(Some records)
#####

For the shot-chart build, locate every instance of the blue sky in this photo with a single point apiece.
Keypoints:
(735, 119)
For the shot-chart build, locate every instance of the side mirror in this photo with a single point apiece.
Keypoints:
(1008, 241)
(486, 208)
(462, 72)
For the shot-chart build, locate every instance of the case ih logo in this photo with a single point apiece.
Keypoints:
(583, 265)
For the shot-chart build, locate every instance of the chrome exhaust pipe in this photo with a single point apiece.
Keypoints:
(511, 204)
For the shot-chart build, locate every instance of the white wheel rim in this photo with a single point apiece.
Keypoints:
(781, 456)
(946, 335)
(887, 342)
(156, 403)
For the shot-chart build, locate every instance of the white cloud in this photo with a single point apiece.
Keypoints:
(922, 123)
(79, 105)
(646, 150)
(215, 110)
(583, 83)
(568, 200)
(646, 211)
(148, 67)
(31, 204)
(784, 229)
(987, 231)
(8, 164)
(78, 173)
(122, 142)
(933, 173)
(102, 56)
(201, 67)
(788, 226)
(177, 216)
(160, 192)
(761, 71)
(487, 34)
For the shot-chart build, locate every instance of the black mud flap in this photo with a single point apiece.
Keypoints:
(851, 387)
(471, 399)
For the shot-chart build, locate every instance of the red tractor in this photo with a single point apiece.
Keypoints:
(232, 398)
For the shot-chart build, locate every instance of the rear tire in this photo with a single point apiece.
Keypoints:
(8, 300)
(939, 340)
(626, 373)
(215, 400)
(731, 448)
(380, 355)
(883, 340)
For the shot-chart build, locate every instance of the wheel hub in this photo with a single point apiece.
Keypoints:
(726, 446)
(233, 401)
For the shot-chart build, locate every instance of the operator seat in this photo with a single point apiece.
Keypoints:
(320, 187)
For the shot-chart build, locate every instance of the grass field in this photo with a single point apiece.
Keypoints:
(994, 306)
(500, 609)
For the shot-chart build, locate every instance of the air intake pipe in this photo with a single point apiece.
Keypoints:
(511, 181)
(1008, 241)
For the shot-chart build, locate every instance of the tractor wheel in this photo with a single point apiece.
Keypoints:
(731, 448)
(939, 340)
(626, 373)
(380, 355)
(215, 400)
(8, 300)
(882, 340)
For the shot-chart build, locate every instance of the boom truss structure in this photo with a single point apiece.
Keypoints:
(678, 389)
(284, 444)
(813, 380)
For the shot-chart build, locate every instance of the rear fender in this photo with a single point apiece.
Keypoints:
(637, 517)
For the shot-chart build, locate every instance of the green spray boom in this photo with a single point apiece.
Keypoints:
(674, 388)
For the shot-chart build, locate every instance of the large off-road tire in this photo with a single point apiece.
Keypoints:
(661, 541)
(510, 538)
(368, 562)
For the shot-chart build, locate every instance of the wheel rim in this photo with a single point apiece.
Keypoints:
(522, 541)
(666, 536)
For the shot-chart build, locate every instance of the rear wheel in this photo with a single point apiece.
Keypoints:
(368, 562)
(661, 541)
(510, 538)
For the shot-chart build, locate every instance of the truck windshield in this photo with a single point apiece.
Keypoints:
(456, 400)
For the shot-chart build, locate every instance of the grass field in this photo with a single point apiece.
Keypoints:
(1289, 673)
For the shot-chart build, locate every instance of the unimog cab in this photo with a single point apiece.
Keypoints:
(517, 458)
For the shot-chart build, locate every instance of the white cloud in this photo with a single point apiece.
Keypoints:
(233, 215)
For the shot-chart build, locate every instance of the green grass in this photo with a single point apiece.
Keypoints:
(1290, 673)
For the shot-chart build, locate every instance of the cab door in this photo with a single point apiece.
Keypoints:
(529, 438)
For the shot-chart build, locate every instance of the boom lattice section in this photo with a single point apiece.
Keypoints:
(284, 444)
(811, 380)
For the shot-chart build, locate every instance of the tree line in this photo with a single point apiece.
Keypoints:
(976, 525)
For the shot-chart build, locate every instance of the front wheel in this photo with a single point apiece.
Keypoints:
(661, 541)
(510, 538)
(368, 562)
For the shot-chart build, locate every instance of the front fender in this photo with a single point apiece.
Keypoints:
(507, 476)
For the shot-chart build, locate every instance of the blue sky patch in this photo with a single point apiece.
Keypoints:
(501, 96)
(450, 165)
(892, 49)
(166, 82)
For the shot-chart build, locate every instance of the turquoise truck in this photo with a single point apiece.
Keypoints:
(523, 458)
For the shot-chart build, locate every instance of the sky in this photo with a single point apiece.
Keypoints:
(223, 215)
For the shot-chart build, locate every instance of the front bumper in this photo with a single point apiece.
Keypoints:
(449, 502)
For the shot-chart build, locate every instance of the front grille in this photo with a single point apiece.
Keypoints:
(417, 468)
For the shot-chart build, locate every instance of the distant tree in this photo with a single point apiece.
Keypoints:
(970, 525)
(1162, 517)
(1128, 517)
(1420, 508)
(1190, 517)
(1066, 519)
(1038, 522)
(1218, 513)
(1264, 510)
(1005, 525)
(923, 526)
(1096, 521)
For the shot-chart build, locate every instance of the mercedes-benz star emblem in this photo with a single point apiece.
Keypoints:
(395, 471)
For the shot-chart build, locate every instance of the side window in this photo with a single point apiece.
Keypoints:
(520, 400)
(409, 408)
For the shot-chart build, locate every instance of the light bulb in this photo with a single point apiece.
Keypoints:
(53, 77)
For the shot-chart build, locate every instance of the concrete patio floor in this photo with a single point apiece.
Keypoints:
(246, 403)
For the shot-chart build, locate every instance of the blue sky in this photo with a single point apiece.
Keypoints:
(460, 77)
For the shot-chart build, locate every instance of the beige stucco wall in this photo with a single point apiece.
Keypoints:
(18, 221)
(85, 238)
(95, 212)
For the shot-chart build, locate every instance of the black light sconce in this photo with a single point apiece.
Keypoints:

#####

= GOAL OF THE EXERCISE =
Restate the listing in full, word for word.

= TASK OUTPUT =
For the shot-chart build, locate every instance of the blue sky in this photo with a single point apiece.
Keypoints:
(735, 119)
For the shot-chart build, locate every instance of the side mirror in this photo with a single point apiece.
Keypoints:
(1008, 241)
(486, 208)
(462, 72)
For the shot-chart build, locate every instance of the case ih logo in this photo with a single point apiece.
Keypoints:
(583, 265)
For the shot-chart build, locate every instance of the chrome exhaust pipe in this photo with a single point apiece.
Keypoints:
(511, 204)
For the shot-chart build, locate every instance of the white wheel rim in this photo with a single point apiece.
Keypoints:
(781, 456)
(946, 335)
(887, 342)
(156, 403)
For the shot-chart build, locate every instance of the white cloud in this photo with a single point apiece.
Keypoints:
(922, 123)
(79, 105)
(646, 150)
(215, 110)
(583, 83)
(568, 200)
(646, 211)
(148, 67)
(31, 204)
(784, 229)
(987, 231)
(8, 164)
(78, 173)
(122, 142)
(933, 173)
(102, 56)
(201, 67)
(788, 226)
(177, 216)
(160, 192)
(761, 71)
(487, 34)
For the shot-chart build, locate every instance of the black mud flap in this photo with a single point apiece.
Keypoints:
(851, 387)
(471, 399)
For the shot-chart build, locate every instance of the red tractor in this photo with a single point apiece.
Keypoints:
(232, 398)
For the shot-chart build, locate every instance of the rear tire in this photo with a single point apiece.
Keypoints:
(8, 300)
(939, 340)
(626, 373)
(215, 400)
(731, 448)
(380, 355)
(883, 340)
For the shot-chart build, locate every instance of the wheel hub in this photo with a single point apiece.
Keypoints:
(726, 446)
(233, 401)
For the shot-chart build, locate every instance of the operator seat in this photo with a single point apiece.
Keypoints:
(320, 187)
For the shot-chart build, locate every instance of the grass field in this photo with a single point apiece.
Keypoints:
(994, 306)
(500, 609)
For the shot-chart build, locate every instance of the air intake pipe in this photo with a single point apiece.
Keypoints:
(511, 181)
(1008, 241)
For the shot-chart build, locate every instance of the tractor wheel in this photo with a single point apiece.
Keypoints:
(731, 448)
(939, 340)
(626, 373)
(380, 355)
(215, 400)
(8, 300)
(882, 340)
For the shot-chart build, locate every instance of the boom truss structure in this photo with a single point apiece.
Keypoints:
(678, 389)
(284, 444)
(813, 380)
For the shot-chart build, locate every instance of the rear fender in this photo with a single point apiece.
Keypoints:
(637, 517)
For the shot-chart build, locate every instance of the green spray boom in this photo with a single point apiece.
Keypoints:
(674, 388)
For the shot-chart build, locate every instance of the large off-road tire in this photo with a single point apiece.
Keypoints:
(661, 541)
(510, 538)
(368, 562)
For the shot-chart build, locate every instance of the wheel rim in this photo with a single point apiece.
Keypoints:
(522, 541)
(666, 536)
For the shot-chart build, locate every instance of the rear wheel in this photo with a single point apiece.
Keypoints:
(368, 562)
(661, 541)
(510, 538)
For the shot-chart build, locate every instance of the truck windshield in this photo with a single point apiece.
Keypoints:
(456, 400)
For the shot-chart build, locate every instance of the grass field in this photo with a single point apiece.
Keypoints:
(1289, 673)
For the shot-chart build, locate every instance of the unimog cab in this photo with a single point apiece.
Keypoints:
(517, 458)
For the shot-chart build, locate every instance of the white cloud in this photo with a single point apiece.
Keypoints:
(233, 215)
For the shot-chart build, locate every instance of the green grass in this photo with a single point apiece.
Keypoints:
(1290, 673)
For the shot-chart build, locate every instance of the cab door in this photo with a single point apiece.
Keypoints:
(529, 438)
For the shot-chart build, locate every instance of the boom lattice section in this photo with a single point apiece.
Keypoints:
(284, 444)
(811, 380)
For the shot-chart build, locate every instance of the tree line in this photo with a single point apiece.
Keypoints:
(976, 525)
For the shot-chart build, locate every instance of the front wheel in this photo with a single point apiece.
Keypoints:
(661, 541)
(510, 538)
(368, 562)
For the shot-chart build, locate every instance of the front fender in this photo with a single point apiece.
Keypoints:
(507, 476)
For the shot-chart build, locate every instance of the blue sky patch in this photo with a single point apiece.
Keypoints:
(501, 96)
(450, 165)
(892, 49)
(166, 82)
For the shot-chart build, locate every instance of the turquoise truck in this photo with a single point apiece.
Keypoints:
(523, 458)
For the shot-chart build, locate every instance of the sky in this photo with a single point apiece.
Keypoints:
(223, 215)
For the shot-chart build, locate every instance of the front bumper in this photo with a single point apiece.
Keypoints:
(449, 502)
For the shot-chart build, locate every instance of the front grille in this photo with a single point apiece.
Keypoints:
(417, 468)
For the shot-chart build, locate every instance of the distant tree in this photo with a single point apiece.
Keypoints:
(970, 525)
(1162, 517)
(1128, 517)
(1420, 508)
(1190, 517)
(1066, 519)
(1038, 522)
(1218, 513)
(1264, 510)
(1005, 525)
(923, 526)
(1096, 521)
For the shot-chart build, locate every instance of the mercedes-benz star emblem in this photo with a single point apiece.
Keypoints:
(395, 471)
For the shot-chart build, locate every instance of the side window in this photo with a single point apiece.
Keypoints:
(520, 400)
(409, 408)
For the shot-chart build, locate every instance of the light bulb in this photo with a single point apiece.
Keypoints:
(53, 77)
For the shot-chart build, locate every instance of the concrete patio floor in this photo with a single point apiece.
Keypoints:
(246, 403)
For the shot-chart build, locate every instance of the blue sky in this photo with a single point apiece.
Keypoints:
(460, 77)
For the shot-chart build, locate every instance of the beige stucco wall in this photo with a single point apiece.
Keypoints:
(18, 221)
(85, 238)
(95, 212)
For the shot-chart build, locate every instance of the black light sconce in this photo with a single point apiece.
Keypoints:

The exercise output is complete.